(Excerpts from a point labeling dataset)
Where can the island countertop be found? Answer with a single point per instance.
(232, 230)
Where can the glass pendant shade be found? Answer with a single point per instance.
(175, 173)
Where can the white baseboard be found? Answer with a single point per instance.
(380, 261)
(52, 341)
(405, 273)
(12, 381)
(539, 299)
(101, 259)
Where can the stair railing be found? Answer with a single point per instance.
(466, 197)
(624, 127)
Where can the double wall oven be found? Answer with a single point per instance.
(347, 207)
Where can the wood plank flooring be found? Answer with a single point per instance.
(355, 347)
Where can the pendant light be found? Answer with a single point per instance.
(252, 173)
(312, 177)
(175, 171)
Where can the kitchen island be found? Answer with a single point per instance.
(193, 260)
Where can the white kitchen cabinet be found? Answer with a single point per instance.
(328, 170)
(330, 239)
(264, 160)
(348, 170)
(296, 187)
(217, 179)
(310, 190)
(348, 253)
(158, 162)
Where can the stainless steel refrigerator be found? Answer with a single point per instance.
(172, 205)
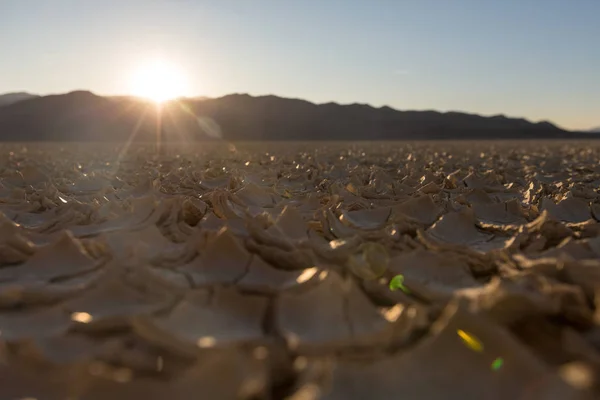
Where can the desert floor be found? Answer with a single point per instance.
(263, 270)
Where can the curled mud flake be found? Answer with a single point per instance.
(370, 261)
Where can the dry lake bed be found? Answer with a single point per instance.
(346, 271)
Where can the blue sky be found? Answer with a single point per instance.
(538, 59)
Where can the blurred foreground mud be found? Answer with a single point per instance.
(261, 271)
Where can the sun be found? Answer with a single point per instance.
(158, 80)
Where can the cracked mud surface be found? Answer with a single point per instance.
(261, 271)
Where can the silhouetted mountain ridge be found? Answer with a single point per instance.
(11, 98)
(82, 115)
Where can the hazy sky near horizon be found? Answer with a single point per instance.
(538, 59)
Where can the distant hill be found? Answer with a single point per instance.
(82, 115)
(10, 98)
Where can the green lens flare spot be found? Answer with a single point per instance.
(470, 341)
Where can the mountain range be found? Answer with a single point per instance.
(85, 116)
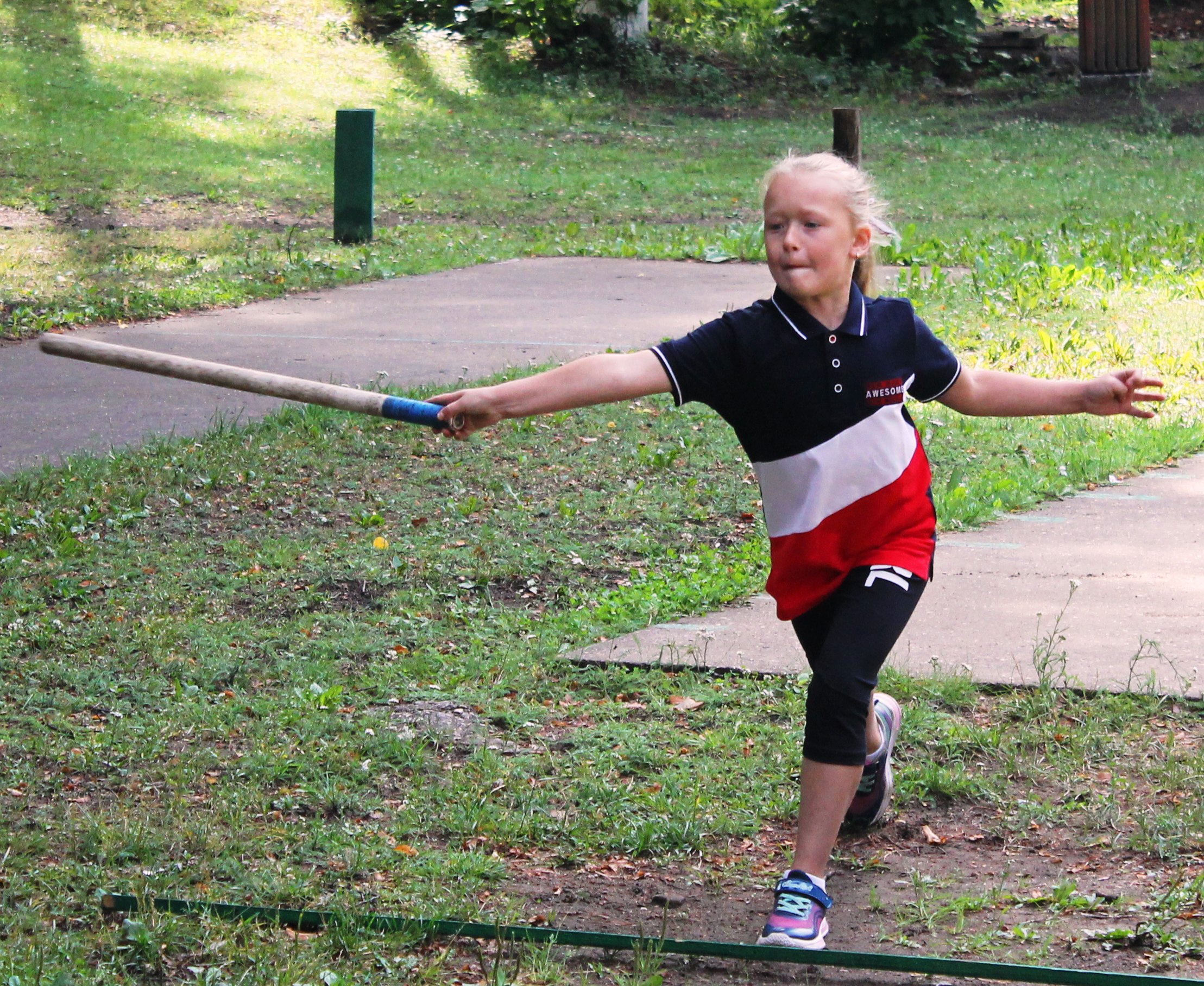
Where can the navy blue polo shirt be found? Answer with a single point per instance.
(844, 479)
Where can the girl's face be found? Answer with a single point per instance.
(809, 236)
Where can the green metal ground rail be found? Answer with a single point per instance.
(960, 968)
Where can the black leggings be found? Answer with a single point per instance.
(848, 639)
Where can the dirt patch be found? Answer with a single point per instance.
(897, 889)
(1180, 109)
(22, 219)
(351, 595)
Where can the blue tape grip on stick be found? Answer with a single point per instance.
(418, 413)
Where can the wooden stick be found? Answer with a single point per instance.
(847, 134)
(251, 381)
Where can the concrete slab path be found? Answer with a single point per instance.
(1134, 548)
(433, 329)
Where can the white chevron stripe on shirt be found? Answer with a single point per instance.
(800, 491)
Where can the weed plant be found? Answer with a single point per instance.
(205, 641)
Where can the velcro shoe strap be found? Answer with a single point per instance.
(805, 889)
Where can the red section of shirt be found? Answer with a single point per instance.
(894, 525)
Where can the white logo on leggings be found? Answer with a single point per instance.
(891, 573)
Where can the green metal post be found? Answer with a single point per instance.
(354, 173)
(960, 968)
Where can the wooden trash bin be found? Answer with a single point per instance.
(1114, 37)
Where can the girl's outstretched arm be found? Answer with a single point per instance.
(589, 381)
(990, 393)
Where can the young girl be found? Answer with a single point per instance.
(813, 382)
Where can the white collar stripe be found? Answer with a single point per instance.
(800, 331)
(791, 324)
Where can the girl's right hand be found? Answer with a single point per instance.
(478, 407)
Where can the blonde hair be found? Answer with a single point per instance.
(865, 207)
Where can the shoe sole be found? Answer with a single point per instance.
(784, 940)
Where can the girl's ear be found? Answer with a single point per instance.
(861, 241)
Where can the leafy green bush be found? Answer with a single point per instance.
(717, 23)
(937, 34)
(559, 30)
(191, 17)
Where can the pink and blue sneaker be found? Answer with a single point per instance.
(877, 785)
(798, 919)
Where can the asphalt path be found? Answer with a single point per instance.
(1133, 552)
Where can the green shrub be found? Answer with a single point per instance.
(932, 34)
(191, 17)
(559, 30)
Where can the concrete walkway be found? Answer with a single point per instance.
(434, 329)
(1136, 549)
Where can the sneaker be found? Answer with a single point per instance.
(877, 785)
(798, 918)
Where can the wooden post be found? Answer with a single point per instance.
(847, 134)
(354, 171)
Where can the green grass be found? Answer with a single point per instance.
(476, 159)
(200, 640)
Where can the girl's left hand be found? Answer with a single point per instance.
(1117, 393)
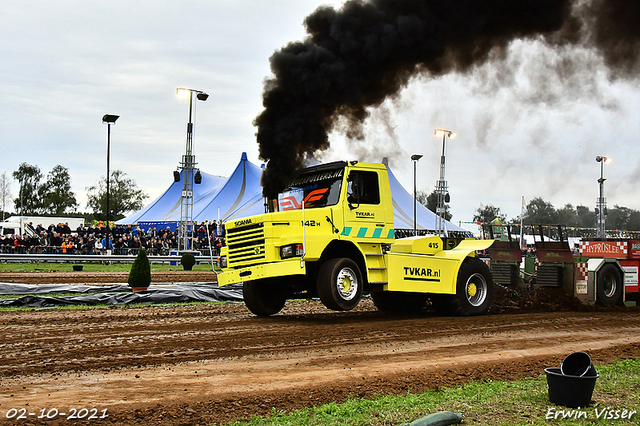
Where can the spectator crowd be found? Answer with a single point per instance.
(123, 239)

» EXERCISE REQUIREMENTS: Print every line of the listing from the one containing "Where can the green grass" down through the end of the listing, including both ends. Leave out the pictures.

» FINISHED ANSWER:
Where can the green grass be found? Answer with a single point per instance.
(476, 159)
(200, 640)
Where can the girl's left hand be found? Answer with a single point per instance.
(1117, 393)
Where can the spectator crowd be found? Answer with a single point per instance.
(123, 239)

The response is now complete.